Exercise
Retype the part of the R exercise text below that starts with "[QUESTION] Re-write the" and goes on through "set.seed(2020)", keeping every character unchanged.
───── Document section ─────
Load the following packages:

library(tidyverse)
library(broom)

1 Warm up

[QUESTION] Calculate:

\[ \frac{10^2 + 4^3}{10^3 + 4^2} \]

(10^2 + 4^3)/(10^3 + 4^2)
## [1] 0.1614173

[QUESTION] Re-write the following code using pipes:

mean(exp(sqrt(1:10)))
## [1] 11.55345
1:10 %>% 
  sqrt() %>% 
  exp() %>% 
  mean() 
## [1] 11.55345

[QUESTION] Draw 1000 random normal numbers with a mean of 3 and a standard deviation of 1. Then calculate the average of the 30th to 300th observations.

set.seed(2020)
rnorm(n = 1000, mean = 3, sd = 1) %>% 
  .[30:300] %>% 
  mean()
## [1] 2.929095

[QUESTION] Using diamonds, filter out (i.e., remove) diamonds whose cut is “Ideal”, then plot the distribution of log prices by cut. Put each distribution in its own panel.

diamonds %>% 
  filter(cut != "Ideal") %>% 
  ggplot(data = ., aes(x = log(price))) + 
  geom_density()+
  facet_wrap(~cut)

2 The value of (statistical) life

The Environmental Protection Agency (EPA) estimates the value of human life in US dollars. This allows the government to weight the costs and benefits of policies when human lives are at stake.

While the EPA cannot place a value on each and every life, it can value statistical life – the average life.

The EPA estimate of an unconditional statistical life (i.e., not depending on factors like age, income and other characteristics) is $7.4 million.
───── Collected material ─────
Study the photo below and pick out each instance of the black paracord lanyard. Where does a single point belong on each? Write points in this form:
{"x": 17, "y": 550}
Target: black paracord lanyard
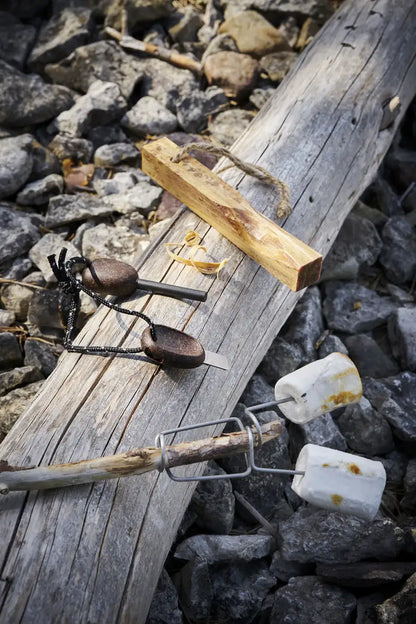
─────
Reply
[QUESTION] Re-write the following code using pipes:

mean(exp(sqrt(1:10)))
## [1] 11.55345
1:10 %>% 
  sqrt() %>% 
  exp() %>% 
  mean() 
## [1] 11.55345

[QUESTION] Draw 1000 random normal numbers with a mean of 3 and a standard deviation of 1. Then calculate the average of the 30th to 300th observations.

set.seed(2020)